===== FRAGMENTO
Cuando les esperaba, limitaba sus propios movimientos. Parecía que lo que iba a hacer ella venía marcado por lo que iban a hacer ellos, pero nunca al revés.
Había leído que la evolución sana es soltar a la familia de origen para poder crear una propia, la familia constituida. Pero sentía que construir algo así era de “personas mayores”, justo lo que era ella pero que le sonaba a chino.
“¡Parece que pida caridad! Me siento como una niña que no dispone de compañía y que depende de los demás.”
Los demás hacían su vida. Ana, en lugar de hacer la suya, se dedicaba a entrar en la vida de ellos cuando se lo concedían. La sensación que le invadía era de acople, de falta de pertenencia y de arraigo, de provisionalidad… Sobrevivía pasando sus horas libres en la vida de sus amigas y familiares. Pero ella nunca era la anfitriona, lo eran los demás.
Según la disponibilidad de los otros se sentía más o reconfortada. A menudo, podía inmiscuirse en sus vidas, añadiéndose ese fin de semana, esa tarde o en esa comida. Pero poco a poco le invadía una sensación de pérdida de poder. Lo que antes era lógico para una chica de 20 años, ahora era molesto para alguien que ya pasaba los 30.
Le molestaba que las cosas estuvieran cambiando. Parecía que las normas implícitas del ayer se hubieran esfumado. Ahora era lícito que cada uno estuviera ocupado y que planeara su tiempo sin tener en cuenta al otro.
==========
▶ [OBJETIVOS]:
A – Copia literalmente el fragmento sobre Ana, empezando por "Cuando les esperaba, limitaba" y siguiendo hasta "sonaba a chino.".
B – Según el fragmento sobre Ana, ¿en qué consiste la evolución sana, de acuerdo con lo que ella había leído?
===== REGISTROS EXTRAÍDOS
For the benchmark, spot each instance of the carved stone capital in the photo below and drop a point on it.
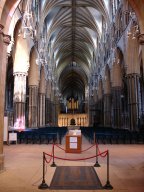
(141, 39)
(6, 39)
(1, 28)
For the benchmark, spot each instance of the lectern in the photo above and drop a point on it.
(73, 141)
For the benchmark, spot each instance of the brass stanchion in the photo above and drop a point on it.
(108, 185)
(53, 163)
(43, 185)
(97, 163)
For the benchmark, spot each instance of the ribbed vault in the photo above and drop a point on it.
(72, 29)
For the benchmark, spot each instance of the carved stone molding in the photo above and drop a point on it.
(6, 39)
(141, 39)
(1, 28)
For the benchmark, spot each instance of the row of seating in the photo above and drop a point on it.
(108, 135)
(41, 135)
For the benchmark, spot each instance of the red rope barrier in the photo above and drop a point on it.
(87, 148)
(105, 153)
(50, 157)
(81, 151)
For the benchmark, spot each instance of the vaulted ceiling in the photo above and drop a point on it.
(72, 29)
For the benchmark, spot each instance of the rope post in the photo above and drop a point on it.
(96, 163)
(43, 185)
(53, 163)
(108, 185)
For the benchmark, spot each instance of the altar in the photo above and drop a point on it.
(73, 141)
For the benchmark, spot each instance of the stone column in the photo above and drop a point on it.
(41, 110)
(133, 73)
(4, 41)
(19, 99)
(33, 105)
(41, 98)
(133, 100)
(116, 102)
(107, 109)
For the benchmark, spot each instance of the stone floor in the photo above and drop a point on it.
(23, 166)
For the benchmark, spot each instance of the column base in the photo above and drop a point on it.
(1, 163)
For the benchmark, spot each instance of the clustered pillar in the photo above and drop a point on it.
(133, 100)
(19, 99)
(33, 105)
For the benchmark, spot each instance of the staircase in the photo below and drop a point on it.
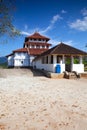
(71, 75)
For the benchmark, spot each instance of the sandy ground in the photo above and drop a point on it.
(30, 101)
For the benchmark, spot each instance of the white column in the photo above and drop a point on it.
(48, 59)
(63, 59)
(72, 60)
(80, 59)
(54, 59)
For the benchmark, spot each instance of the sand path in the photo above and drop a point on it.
(34, 102)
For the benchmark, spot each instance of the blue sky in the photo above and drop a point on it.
(60, 20)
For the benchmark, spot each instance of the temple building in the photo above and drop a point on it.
(33, 46)
(61, 58)
(36, 52)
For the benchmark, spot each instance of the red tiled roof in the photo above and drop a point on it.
(37, 43)
(36, 51)
(31, 51)
(9, 55)
(21, 50)
(37, 35)
(63, 49)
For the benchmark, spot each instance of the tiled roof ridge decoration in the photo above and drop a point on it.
(42, 43)
(31, 51)
(37, 35)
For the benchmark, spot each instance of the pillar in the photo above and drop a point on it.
(63, 59)
(80, 59)
(54, 59)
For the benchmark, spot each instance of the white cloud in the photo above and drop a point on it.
(25, 33)
(25, 27)
(84, 12)
(52, 22)
(54, 19)
(63, 11)
(79, 24)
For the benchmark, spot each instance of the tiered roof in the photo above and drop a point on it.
(31, 51)
(63, 49)
(37, 43)
(36, 35)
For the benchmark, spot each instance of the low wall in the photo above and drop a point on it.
(84, 75)
(53, 75)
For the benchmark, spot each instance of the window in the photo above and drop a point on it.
(43, 60)
(43, 46)
(37, 46)
(76, 60)
(21, 62)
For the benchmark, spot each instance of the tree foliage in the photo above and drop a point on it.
(6, 18)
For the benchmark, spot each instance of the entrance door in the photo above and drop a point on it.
(68, 64)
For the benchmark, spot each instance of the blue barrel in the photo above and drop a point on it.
(58, 69)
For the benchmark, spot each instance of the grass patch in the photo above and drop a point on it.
(4, 65)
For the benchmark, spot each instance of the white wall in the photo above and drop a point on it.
(78, 67)
(21, 59)
(49, 67)
(10, 60)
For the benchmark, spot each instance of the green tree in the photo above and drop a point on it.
(7, 7)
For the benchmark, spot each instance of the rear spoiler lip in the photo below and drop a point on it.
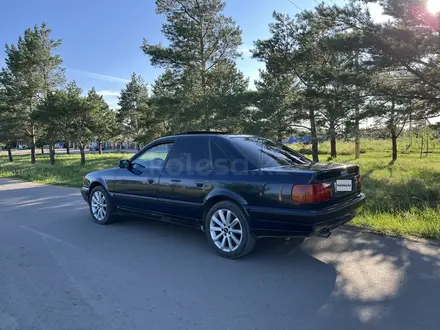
(336, 168)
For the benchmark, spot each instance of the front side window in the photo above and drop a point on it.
(190, 154)
(153, 157)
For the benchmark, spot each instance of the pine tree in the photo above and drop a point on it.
(201, 43)
(32, 71)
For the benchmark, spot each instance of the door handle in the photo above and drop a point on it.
(205, 184)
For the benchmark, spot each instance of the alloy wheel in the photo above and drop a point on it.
(99, 205)
(226, 230)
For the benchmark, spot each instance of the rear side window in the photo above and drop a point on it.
(220, 162)
(190, 154)
(267, 153)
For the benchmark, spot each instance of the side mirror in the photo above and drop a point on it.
(124, 163)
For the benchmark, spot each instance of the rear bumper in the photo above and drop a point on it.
(289, 222)
(85, 193)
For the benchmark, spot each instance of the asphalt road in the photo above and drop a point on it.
(59, 270)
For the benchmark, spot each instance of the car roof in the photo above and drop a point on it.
(201, 134)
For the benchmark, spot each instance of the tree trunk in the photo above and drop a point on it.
(333, 145)
(52, 154)
(314, 136)
(83, 155)
(393, 128)
(357, 140)
(332, 132)
(10, 153)
(33, 145)
(394, 141)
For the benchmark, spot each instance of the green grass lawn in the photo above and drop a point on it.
(402, 198)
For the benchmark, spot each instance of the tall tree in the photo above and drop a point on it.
(81, 118)
(296, 46)
(279, 104)
(51, 115)
(104, 119)
(10, 130)
(32, 70)
(201, 40)
(133, 104)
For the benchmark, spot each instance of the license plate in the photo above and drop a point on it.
(344, 185)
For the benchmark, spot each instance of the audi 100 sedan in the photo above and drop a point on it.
(235, 188)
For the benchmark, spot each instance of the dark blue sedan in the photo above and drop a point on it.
(236, 188)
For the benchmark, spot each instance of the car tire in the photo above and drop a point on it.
(100, 206)
(227, 230)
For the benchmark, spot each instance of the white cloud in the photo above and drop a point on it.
(100, 76)
(106, 92)
(245, 50)
(376, 12)
(112, 101)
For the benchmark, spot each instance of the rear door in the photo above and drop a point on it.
(136, 187)
(186, 179)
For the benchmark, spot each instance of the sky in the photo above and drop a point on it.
(101, 39)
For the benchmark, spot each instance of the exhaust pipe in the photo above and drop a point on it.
(324, 234)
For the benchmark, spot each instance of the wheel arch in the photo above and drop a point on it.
(220, 196)
(95, 184)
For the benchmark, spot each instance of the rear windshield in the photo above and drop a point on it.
==========
▶ [RESPUESTAS]:
A –
Cuando les esperaba, limitaba sus propios movimientos. Parecía que lo que iba a hacer ella venía marcado por lo que iban a hacer ellos, pero nunca al revés.
Había leído que la evolución sana es soltar a la familia de origen para poder crear una propia, la familia constituida. Pero sentía que construir algo así era de “personas mayores”, justo lo que era ella pero que le sonaba a chino.

B – En soltar a la familia de origen para poder crear una propia, la familia constituida.